Excerpt:
- Opening Delimiter -

- Alternative names: Maldandi jowar
- Description: Mangalwedha jowar is a sorghum variety cultivated in Maharashtra
- Type: Jowar
- Area: Mangalwedha, Solapur district
- Country: India
- Registered: 31 March 2016
- Official website: ipindia.gov.in

= Mangalwedha jowar =

Variety of sorghum from Maharashtra, India

Mangalwedha jowar is a variety of sorghum cultivated in the Indian state of Maharashtra. Maldandi jowar is traditional variety of grain and widely cultivated crop in the Mangalwedha taluka of Solapur district. ICRISAT developed several new varieties by incorporating genes from the Mangalwedha Maldandi (M-35-1) strain.

Under its Geographical Indication tag, it is referred to as "Mangalwedha jowar".

==Name==
Mangalwedha jowar is a prized crop in Mangalwedha taluka and so named after it. It is locally known as "Maldandi jowar".

== Description ==
Mangalwedha Jowar is a variety of sorghum known for its sweet taste and nutritional value. It has bold, lustrous grains with thin pericarp and offers high grain and fodder yield and quality. This variety contains a high percentage of glucose compared to other types of Jowar.

Mangalwedha Jowar has been cultivated for several hundred years for grain and fodder use. It is grown under receding soil moisture after the rains and has low temperature tolerance. It also has inherent traits that save it from insects and diseases.

In 1930, Mangalwedha Jowar was selected at the Mohol Research Centre to develop hybrid varieties of Jowar. Several varieties were developed at ICRISAT incorporating genes from Mangalwedha Maldandi.

Mangalwedha Jowar dominates the post-monsoon season sorghum areas in India. The roti made from Mangalwedha Jowar is considered to be of high quality in terms of taste and softness due to its rich gluten content. Farmers also report that the milk of cows and buffaloes contains high fat content after consuming Maldandi Fodder, resulting in higher market prices. Additionally, farmers do not use pesticides or fungicides for Mangalwedha Jowar as it is resistant to diseases and pests.

==Geographical indication==
It was awarded the Geographical Indication (GI) status tag from the Geographical Indications Registry, under the Union Government of India, on 31 March 2016 and is valid until 28 April 2030.

Maldandi Jowar Vikas Sangh from Mangalwedha, proposed the GI registration of Mangalwedha jowar. After filing the application in March 2014, the jowar was granted the GI tag in 2016 by the Geographical Indication Registry in Chennai, making the name "Mangalwedha jowar" exclusive to the jowar crop grown in the region. It thus became the first jowar variety from Maharashtra and the 12th type of goods from Maharashtra to earn the GI tag.

The GI tag protects the jowar from illegal selling and marketing, and gives it legal protection and a unique identity.

- Closing Delimiter -

Action item A:
Answer these questions from the Mangalwedha jowar text.
(i) What is Mangalwedha jowar called locally?
(ii) In what year was it selected at the Mohol Research Centre to develop hybrid varieties of jowar?
(iii) Until what date is its Geographical Indication tag valid?
Action item B: Retype the passage of the Mangalwedha jowar text starting at "In 1930, Mangalwedha" and ending at "diseases and pests.".
Action item C: In the Mangalwedha jowar text, turn the paragraph beginning "Maldandi Jowar Vikas Sangh from Mangalwedha" into a short list that keeps its main facts.

Dataset records:

- Opening Delimiter -

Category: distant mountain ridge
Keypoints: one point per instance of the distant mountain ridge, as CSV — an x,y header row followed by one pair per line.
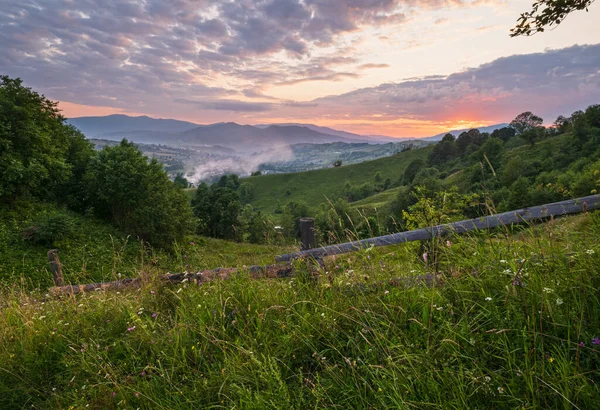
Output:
x,y
147,130
456,133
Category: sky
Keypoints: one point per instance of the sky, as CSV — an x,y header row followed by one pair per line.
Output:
x,y
411,68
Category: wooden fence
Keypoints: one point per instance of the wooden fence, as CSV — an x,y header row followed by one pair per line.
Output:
x,y
533,213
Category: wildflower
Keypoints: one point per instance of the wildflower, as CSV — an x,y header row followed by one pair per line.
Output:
x,y
548,290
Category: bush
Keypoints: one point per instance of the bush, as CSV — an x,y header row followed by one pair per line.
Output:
x,y
49,228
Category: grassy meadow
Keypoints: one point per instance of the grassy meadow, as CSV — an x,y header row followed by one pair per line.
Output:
x,y
513,321
314,187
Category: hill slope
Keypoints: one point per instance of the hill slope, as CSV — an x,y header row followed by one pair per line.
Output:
x,y
314,186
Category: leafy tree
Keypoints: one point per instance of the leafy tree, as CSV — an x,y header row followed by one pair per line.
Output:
x,y
534,134
136,195
292,212
40,155
217,209
546,13
180,181
246,192
443,151
411,170
504,133
526,121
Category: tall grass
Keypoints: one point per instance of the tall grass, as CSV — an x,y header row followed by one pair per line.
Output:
x,y
512,322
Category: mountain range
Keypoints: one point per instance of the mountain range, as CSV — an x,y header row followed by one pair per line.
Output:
x,y
249,138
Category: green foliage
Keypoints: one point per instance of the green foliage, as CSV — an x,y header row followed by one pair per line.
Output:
x,y
40,156
136,195
546,13
290,218
217,208
313,186
514,324
246,192
180,181
48,228
525,122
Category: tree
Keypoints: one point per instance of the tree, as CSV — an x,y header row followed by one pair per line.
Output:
x,y
411,171
217,209
246,192
526,121
443,151
180,181
136,195
546,13
40,155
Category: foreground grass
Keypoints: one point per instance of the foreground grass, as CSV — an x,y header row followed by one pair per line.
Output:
x,y
514,324
95,251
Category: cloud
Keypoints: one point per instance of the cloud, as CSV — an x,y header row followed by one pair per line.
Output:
x,y
141,55
550,83
229,105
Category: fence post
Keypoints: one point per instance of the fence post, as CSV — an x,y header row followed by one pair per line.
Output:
x,y
56,267
307,233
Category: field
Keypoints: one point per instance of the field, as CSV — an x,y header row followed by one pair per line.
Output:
x,y
314,187
513,321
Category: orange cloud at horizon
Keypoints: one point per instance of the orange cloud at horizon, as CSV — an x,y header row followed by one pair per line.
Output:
x,y
71,110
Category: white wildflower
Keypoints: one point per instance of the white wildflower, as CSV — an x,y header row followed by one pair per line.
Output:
x,y
548,290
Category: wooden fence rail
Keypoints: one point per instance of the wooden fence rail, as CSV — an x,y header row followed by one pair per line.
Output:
x,y
533,213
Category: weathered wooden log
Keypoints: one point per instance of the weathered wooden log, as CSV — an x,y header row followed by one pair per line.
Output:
x,y
56,267
271,271
307,233
572,206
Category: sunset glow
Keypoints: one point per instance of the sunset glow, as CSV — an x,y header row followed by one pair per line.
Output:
x,y
388,67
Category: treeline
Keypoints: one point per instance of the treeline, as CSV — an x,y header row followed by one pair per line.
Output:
x,y
472,175
44,159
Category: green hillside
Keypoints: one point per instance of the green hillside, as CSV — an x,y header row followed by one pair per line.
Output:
x,y
512,322
314,187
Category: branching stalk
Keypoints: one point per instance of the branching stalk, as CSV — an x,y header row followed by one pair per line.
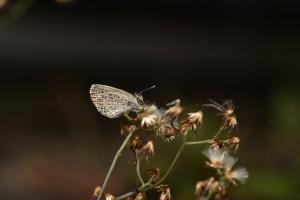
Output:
x,y
116,157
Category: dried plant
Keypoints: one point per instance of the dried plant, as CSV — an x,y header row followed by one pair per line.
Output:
x,y
167,124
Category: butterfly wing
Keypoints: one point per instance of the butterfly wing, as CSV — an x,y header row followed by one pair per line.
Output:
x,y
112,102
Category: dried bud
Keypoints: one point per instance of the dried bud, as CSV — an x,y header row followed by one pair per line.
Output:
x,y
233,142
148,117
165,192
148,149
175,110
227,112
200,189
230,122
217,145
96,193
216,158
240,174
136,144
124,129
148,121
170,134
191,122
139,196
109,197
153,174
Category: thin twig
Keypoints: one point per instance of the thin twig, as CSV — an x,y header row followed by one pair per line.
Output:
x,y
174,161
198,142
138,172
117,155
129,194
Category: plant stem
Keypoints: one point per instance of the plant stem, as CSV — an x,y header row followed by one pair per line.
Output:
x,y
198,142
140,178
133,192
117,155
173,162
138,172
148,186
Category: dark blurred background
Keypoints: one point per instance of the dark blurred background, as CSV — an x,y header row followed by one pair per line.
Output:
x,y
54,144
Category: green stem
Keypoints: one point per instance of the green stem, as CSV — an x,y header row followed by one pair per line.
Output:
x,y
198,142
117,155
149,186
173,162
138,172
129,194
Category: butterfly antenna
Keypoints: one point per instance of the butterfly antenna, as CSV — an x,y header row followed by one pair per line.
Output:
x,y
153,86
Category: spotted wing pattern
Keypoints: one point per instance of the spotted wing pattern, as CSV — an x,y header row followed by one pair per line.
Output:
x,y
112,102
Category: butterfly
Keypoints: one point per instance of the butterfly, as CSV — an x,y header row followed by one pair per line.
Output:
x,y
113,102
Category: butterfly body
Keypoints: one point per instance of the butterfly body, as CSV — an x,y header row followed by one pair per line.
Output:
x,y
113,102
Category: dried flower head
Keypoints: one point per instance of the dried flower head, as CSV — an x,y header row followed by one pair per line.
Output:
x,y
233,143
200,189
191,123
148,117
153,174
175,110
165,192
148,121
216,157
139,196
170,134
135,145
124,129
204,187
217,145
227,112
109,197
240,174
148,149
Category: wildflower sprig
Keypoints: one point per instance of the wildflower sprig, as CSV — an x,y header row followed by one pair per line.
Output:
x,y
167,124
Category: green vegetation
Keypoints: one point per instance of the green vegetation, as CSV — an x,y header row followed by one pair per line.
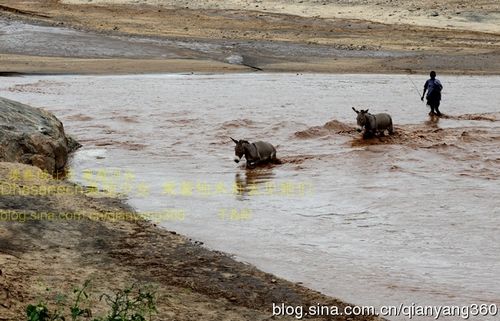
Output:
x,y
130,304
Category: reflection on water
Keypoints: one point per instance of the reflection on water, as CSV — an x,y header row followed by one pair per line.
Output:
x,y
409,218
254,182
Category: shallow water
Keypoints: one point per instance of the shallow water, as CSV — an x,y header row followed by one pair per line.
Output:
x,y
372,223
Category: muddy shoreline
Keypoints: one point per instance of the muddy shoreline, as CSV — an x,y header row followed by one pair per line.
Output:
x,y
55,234
85,237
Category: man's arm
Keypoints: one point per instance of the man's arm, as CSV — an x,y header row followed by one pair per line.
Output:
x,y
425,88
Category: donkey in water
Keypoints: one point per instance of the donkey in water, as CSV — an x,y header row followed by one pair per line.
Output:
x,y
373,124
255,153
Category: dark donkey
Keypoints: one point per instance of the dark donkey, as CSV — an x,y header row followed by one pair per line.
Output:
x,y
255,153
373,124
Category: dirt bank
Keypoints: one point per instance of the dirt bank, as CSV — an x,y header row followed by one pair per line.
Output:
x,y
360,36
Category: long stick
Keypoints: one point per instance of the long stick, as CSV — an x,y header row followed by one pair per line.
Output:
x,y
414,86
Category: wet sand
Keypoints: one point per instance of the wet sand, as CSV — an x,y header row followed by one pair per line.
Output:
x,y
85,237
272,37
393,212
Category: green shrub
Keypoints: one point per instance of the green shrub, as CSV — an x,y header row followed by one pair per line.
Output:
x,y
130,304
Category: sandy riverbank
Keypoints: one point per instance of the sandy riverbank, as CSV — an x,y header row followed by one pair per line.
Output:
x,y
297,36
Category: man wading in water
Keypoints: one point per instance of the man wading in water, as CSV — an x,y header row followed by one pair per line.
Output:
x,y
433,88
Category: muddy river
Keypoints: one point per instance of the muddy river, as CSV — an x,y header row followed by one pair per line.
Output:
x,y
412,218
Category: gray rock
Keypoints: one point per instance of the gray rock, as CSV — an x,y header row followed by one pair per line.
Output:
x,y
33,136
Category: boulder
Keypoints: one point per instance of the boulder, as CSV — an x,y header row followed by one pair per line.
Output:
x,y
33,136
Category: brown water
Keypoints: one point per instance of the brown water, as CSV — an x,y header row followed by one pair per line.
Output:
x,y
410,218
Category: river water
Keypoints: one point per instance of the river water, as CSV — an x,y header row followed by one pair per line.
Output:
x,y
410,219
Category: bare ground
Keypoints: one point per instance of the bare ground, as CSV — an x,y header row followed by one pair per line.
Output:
x,y
63,250
360,36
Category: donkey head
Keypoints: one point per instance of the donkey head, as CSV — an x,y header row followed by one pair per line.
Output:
x,y
361,119
239,149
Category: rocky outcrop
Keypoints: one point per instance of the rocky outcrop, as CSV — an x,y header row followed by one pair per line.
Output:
x,y
33,136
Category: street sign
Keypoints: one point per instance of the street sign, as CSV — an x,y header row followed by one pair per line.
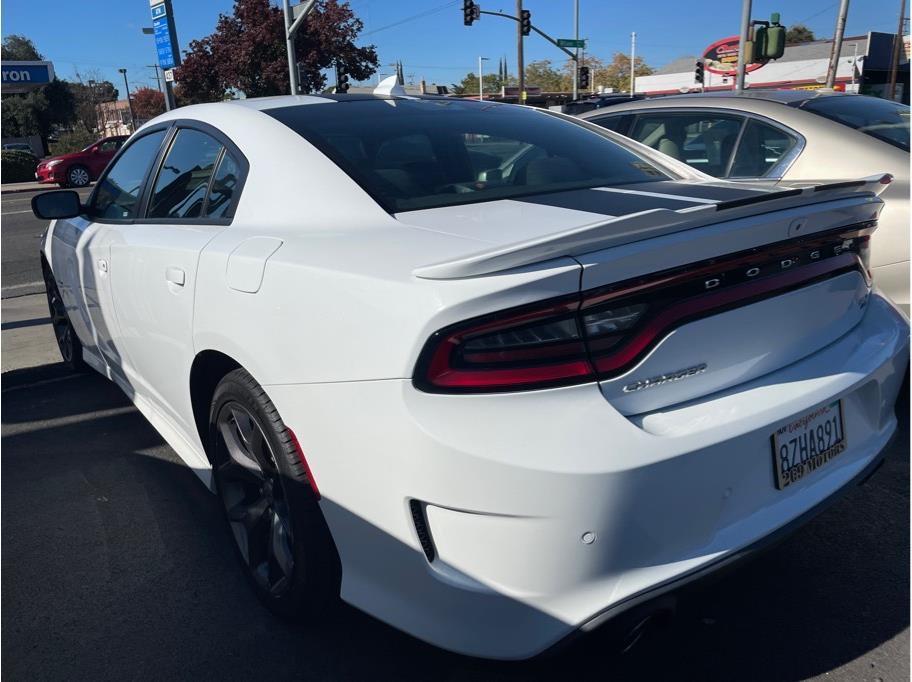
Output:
x,y
25,76
165,35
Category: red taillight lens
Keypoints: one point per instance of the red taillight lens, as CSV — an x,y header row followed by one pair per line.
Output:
x,y
529,347
604,332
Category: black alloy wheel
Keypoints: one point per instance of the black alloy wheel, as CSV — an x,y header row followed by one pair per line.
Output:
x,y
254,499
78,176
273,512
67,341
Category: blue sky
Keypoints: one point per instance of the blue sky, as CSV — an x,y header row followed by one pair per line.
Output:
x,y
102,35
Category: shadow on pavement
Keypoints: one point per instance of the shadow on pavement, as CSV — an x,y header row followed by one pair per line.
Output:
x,y
117,564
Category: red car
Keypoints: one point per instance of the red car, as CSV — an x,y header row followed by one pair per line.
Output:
x,y
79,168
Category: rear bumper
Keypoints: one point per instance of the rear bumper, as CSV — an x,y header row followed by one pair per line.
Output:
x,y
549,511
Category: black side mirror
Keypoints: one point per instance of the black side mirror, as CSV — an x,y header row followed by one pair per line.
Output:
x,y
54,205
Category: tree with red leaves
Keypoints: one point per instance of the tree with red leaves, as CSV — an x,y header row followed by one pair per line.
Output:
x,y
147,103
247,52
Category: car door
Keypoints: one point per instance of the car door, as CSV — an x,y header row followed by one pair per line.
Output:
x,y
80,251
187,202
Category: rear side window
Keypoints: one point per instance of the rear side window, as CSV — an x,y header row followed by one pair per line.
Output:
x,y
423,153
183,180
118,194
761,147
224,187
702,140
880,118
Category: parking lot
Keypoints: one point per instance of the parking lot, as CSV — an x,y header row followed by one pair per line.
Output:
x,y
117,564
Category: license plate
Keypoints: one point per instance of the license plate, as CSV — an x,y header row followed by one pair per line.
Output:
x,y
805,444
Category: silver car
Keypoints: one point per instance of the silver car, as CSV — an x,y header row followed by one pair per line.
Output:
x,y
776,135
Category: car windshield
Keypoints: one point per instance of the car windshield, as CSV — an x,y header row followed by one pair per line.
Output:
x,y
880,118
424,153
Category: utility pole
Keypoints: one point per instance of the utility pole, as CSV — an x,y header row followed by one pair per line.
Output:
x,y
837,42
742,44
293,21
897,46
481,79
129,101
519,55
576,36
157,77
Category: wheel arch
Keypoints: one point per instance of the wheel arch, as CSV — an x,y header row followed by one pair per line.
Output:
x,y
208,368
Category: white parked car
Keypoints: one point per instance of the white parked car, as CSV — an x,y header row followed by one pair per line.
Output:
x,y
489,374
768,136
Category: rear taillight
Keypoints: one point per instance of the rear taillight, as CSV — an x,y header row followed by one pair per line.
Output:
x,y
528,347
604,332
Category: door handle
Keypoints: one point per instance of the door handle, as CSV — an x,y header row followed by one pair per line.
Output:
x,y
176,276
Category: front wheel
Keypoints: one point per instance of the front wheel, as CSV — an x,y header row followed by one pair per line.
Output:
x,y
67,341
281,537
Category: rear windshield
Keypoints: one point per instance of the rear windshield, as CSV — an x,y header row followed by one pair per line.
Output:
x,y
425,153
880,118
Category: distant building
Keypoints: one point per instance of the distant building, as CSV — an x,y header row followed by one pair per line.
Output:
x,y
803,66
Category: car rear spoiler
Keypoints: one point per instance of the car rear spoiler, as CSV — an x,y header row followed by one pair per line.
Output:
x,y
651,223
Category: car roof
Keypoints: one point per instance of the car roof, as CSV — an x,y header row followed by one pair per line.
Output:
x,y
794,98
265,103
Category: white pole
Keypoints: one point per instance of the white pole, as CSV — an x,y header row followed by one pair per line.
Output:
x,y
837,43
742,43
481,79
576,50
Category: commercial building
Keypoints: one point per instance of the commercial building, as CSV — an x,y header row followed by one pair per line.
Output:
x,y
864,66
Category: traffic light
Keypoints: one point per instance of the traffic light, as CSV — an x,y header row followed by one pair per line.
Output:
x,y
775,38
583,81
470,12
525,22
341,79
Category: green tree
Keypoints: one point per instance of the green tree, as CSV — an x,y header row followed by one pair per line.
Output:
x,y
246,52
541,74
18,48
493,82
616,73
799,33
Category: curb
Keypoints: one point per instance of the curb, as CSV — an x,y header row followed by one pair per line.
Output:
x,y
19,190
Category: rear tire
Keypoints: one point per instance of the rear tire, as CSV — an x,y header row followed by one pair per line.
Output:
x,y
78,176
67,341
281,537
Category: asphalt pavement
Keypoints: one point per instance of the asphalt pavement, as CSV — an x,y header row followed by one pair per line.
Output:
x,y
20,235
117,564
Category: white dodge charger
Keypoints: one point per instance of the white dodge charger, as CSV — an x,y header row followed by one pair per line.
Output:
x,y
491,375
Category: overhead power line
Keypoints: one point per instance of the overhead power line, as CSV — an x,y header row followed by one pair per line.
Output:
x,y
420,15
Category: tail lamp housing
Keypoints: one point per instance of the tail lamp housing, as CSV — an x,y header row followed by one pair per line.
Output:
x,y
601,333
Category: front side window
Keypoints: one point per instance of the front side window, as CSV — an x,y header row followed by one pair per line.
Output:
x,y
702,140
110,145
760,149
183,180
117,196
425,153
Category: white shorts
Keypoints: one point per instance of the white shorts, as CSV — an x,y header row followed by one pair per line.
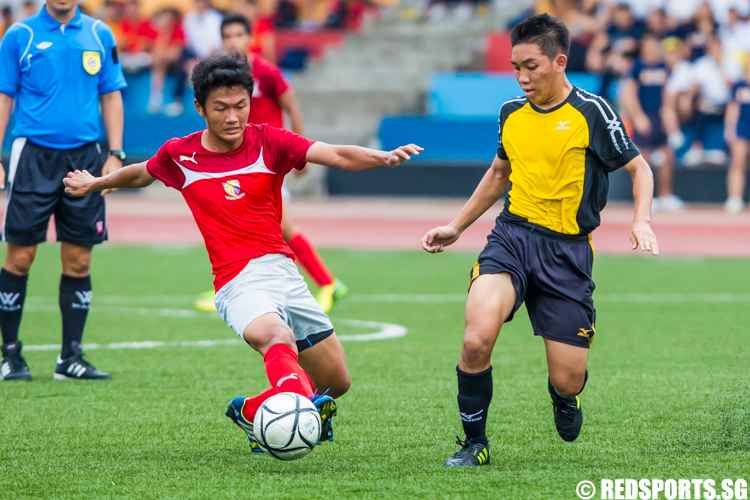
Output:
x,y
272,284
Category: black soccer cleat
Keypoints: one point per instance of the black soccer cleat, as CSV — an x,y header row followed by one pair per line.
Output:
x,y
471,454
77,368
13,366
568,414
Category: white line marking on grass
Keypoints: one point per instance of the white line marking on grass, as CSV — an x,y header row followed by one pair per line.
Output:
x,y
387,331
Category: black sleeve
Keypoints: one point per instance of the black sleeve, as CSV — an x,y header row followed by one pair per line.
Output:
x,y
608,139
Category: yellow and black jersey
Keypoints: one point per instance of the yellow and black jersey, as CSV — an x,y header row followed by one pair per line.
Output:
x,y
560,159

- Closing Delimiter -

Task answer A:
(i) Maldandi jowar
(ii) 1930
(iii) 28 April 2030

Task answer B:
In 1930, Mangalwedha Jowar was selected at the Mohol Research Centre to develop hybrid varieties of Jowar. Several varieties were developed at ICRISAT incorporating genes from Mangalwedha Maldandi.

Mangalwedha Jowar dominates the post-monsoon season sorghum areas in India. The roti made from Mangalwedha Jowar is considered to be of high quality in terms of taste and softness due to its rich gluten content. Farmers also report that the milk of cows and buffaloes contains high fat content after consuming Maldandi Fodder, resulting in higher market prices. Additionally, farmers do not use pesticides or fungicides for Mangalwedha Jowar as it is resistant to diseases and pests.

Task answer C:
- Proposed by: Maldandi Jowar Vikas Sangh, Mangalwedha
- Application filed March 2014; GI tag granted in 2016 by the Geographical Indication Registry in Chennai
- The name "Mangalwedha jowar" is now exclusive to the jowar crop grown in the region
- First jowar variety from Maharashtra to earn the GI tag, and the 12th type of goods from Maharashtra to do so